**TASK INSTRUCTIONS**
Write out each line exactly as given. Leave the pictures out of your copy.

Object pointing dataset rows:
----------

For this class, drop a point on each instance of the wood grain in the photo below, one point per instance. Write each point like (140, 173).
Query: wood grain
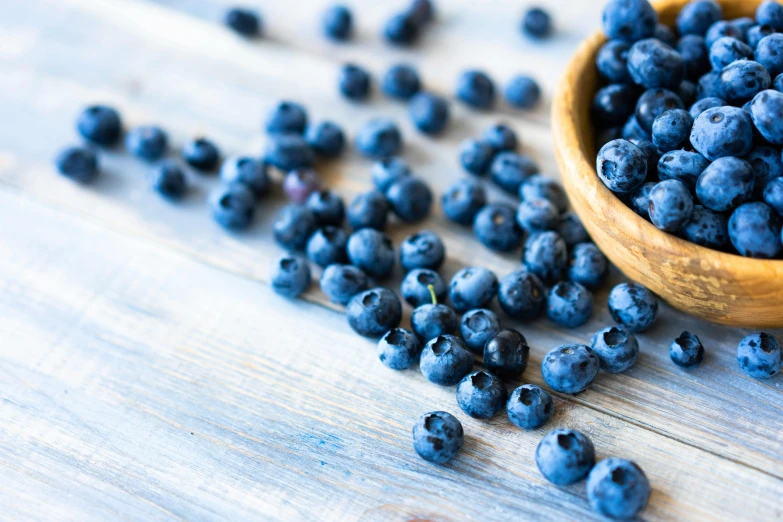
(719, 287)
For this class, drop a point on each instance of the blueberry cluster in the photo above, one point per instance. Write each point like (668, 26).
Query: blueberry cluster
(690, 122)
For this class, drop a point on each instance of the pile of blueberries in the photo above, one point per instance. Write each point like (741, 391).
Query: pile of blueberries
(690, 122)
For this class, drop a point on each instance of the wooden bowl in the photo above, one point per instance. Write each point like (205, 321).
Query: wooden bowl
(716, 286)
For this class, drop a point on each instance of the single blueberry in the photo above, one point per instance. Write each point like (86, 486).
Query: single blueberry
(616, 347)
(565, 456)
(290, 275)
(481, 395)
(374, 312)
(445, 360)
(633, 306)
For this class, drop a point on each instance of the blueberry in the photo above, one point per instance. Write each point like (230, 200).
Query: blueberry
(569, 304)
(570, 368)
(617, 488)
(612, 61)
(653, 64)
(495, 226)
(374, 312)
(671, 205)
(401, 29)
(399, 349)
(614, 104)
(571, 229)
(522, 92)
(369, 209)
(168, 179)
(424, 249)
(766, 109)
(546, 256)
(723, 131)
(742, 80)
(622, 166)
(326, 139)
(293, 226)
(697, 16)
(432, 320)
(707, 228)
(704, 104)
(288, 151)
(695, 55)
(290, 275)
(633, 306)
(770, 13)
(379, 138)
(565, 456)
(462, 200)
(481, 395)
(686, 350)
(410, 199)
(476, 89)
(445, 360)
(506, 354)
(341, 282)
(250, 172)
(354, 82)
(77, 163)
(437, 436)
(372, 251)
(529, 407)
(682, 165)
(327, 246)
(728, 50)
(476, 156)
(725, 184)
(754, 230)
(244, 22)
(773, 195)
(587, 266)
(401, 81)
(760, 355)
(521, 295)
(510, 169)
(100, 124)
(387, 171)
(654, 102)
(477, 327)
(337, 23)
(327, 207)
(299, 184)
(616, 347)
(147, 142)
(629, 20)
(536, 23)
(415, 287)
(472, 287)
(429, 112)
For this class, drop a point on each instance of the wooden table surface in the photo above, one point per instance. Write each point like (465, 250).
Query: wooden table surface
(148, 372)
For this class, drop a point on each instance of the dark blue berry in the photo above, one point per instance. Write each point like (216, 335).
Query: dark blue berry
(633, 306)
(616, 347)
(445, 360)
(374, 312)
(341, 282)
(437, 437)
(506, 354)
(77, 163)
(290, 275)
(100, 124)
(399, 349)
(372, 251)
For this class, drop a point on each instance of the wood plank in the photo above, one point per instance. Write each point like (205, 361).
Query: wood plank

----------

**WRITTEN ANSWER**
For this class, drop a point on each instance of the wood grain in the photo below, one point per instance. Write each point like (140, 173).
Query: wood grain
(719, 287)
For this class, drop a point on each instance of the blueberry cluster in the photo above, one point per instance. Write each point like (668, 26).
Query: blueberry cluster
(690, 122)
For this class, drop a point on each instance of the pile of blueberries in the photo above, one point per instance. Write each point like (741, 391).
Query: pile of blueberries
(690, 122)
For this class, drop a point on each instance of the wooden bowl in the photo above, one point per instance. Write each point like (205, 321).
Query: wooden bowl
(716, 286)
For this class, drop a point on each instance of the single blueberry in the photo above, one point per instance. Write each point like (86, 486).
Query: single blueberry
(616, 347)
(565, 456)
(290, 275)
(481, 395)
(374, 312)
(445, 360)
(633, 306)
For this class, drop a point on each instance of the blueberry in the photo above, one point per instance. Write each point like (230, 200).
Query: blueberry
(569, 304)
(570, 368)
(617, 488)
(612, 61)
(653, 64)
(495, 226)
(374, 312)
(671, 205)
(401, 29)
(399, 349)
(614, 104)
(571, 229)
(522, 92)
(369, 209)
(168, 179)
(424, 249)
(766, 109)
(546, 256)
(723, 131)
(742, 80)
(622, 166)
(326, 139)
(293, 226)
(697, 16)
(432, 320)
(707, 228)
(704, 104)
(288, 151)
(695, 55)
(290, 275)
(633, 306)
(770, 13)
(379, 138)
(565, 456)
(462, 200)
(481, 395)
(686, 350)
(410, 199)
(476, 89)
(445, 360)
(506, 354)
(341, 282)
(250, 172)
(354, 82)
(77, 163)
(437, 436)
(372, 251)
(529, 407)
(682, 165)
(327, 246)
(728, 50)
(476, 156)
(725, 184)
(754, 230)
(244, 22)
(773, 195)
(587, 266)
(401, 81)
(760, 355)
(521, 295)
(510, 169)
(100, 124)
(387, 171)
(654, 102)
(477, 327)
(337, 23)
(327, 207)
(299, 184)
(616, 347)
(147, 142)
(629, 20)
(536, 23)
(415, 287)
(472, 287)
(429, 112)
For this class, drop a point on each instance of the wooden table surface in the photo above, one point per instance. Write each point like (465, 250).
Query: wooden table surface
(148, 372)
For this class, drop a point on each instance of the dark blue berry in the photo above, one point per instance. Write each point like (216, 335).
Query: dark blue berry
(633, 306)
(616, 347)
(445, 360)
(374, 312)
(341, 282)
(437, 437)
(506, 354)
(77, 163)
(290, 275)
(100, 124)
(399, 349)
(372, 251)
For this class, drop a point on each instance of the wood plank in the photo above, one point per instance. Write each point like (205, 361).
Query: wood plank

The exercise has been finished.